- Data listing
*****

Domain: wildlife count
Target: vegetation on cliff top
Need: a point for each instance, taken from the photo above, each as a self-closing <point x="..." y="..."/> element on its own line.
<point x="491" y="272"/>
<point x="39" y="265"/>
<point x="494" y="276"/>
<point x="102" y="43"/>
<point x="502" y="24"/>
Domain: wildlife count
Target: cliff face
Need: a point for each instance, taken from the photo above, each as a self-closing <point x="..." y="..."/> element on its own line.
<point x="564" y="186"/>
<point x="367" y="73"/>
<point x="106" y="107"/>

*****

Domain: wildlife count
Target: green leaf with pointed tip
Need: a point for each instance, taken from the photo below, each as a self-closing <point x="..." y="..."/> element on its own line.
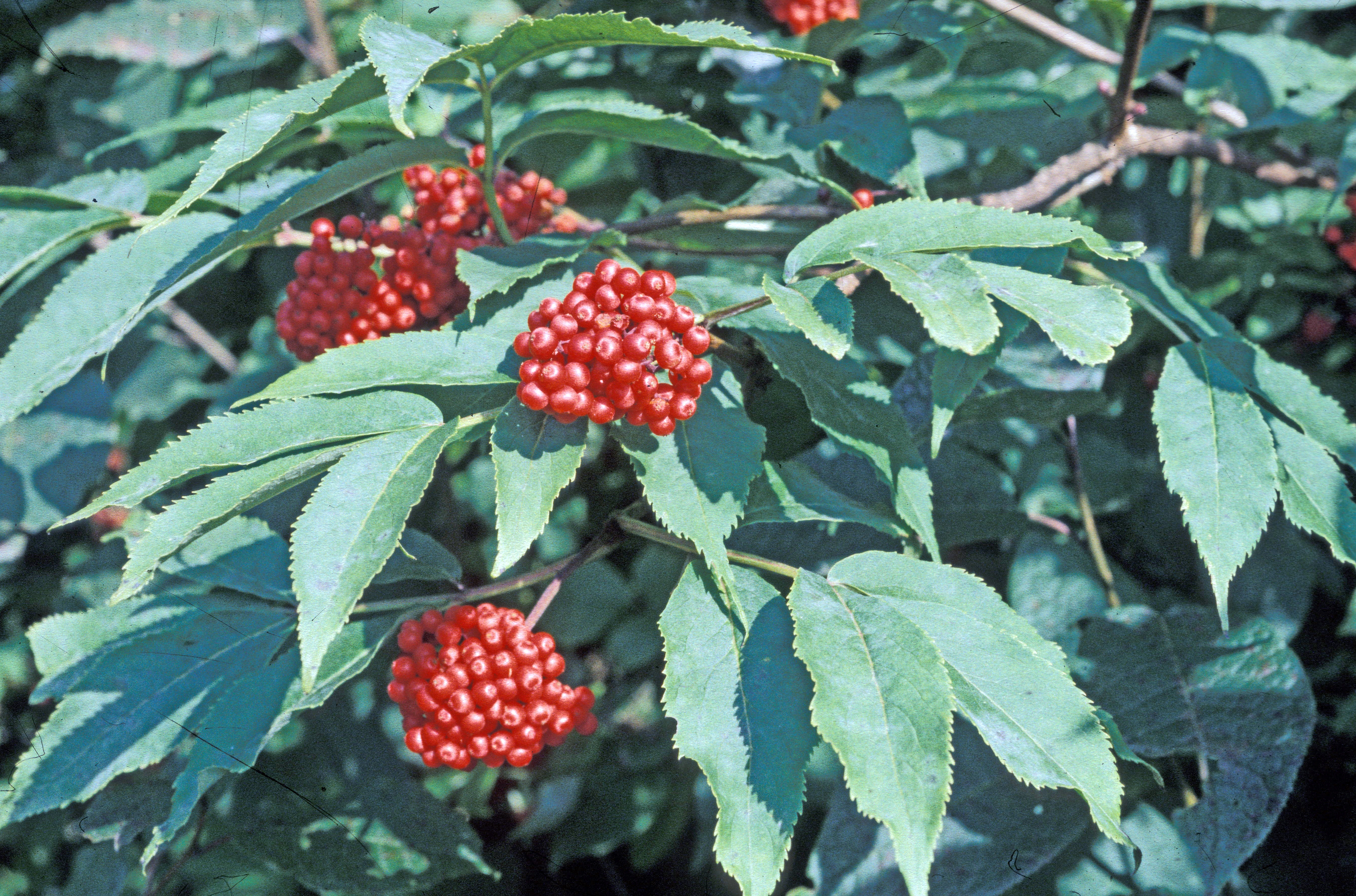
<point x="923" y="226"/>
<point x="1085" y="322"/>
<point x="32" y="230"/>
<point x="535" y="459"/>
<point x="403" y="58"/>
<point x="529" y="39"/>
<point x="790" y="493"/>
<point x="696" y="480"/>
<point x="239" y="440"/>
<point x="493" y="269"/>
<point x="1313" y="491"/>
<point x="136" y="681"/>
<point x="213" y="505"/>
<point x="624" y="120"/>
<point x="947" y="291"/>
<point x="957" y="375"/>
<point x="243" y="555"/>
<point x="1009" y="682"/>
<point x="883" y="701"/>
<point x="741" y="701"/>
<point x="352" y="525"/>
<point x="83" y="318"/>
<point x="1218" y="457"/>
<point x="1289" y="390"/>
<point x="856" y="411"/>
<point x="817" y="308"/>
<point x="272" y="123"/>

*****

- Work required
Extract each line of the material above that contains the string "cliff". Treat uppercase and lowercase letters as distinct.

- Exercise solution
Target: vegetation on cliff top
Target: cliff face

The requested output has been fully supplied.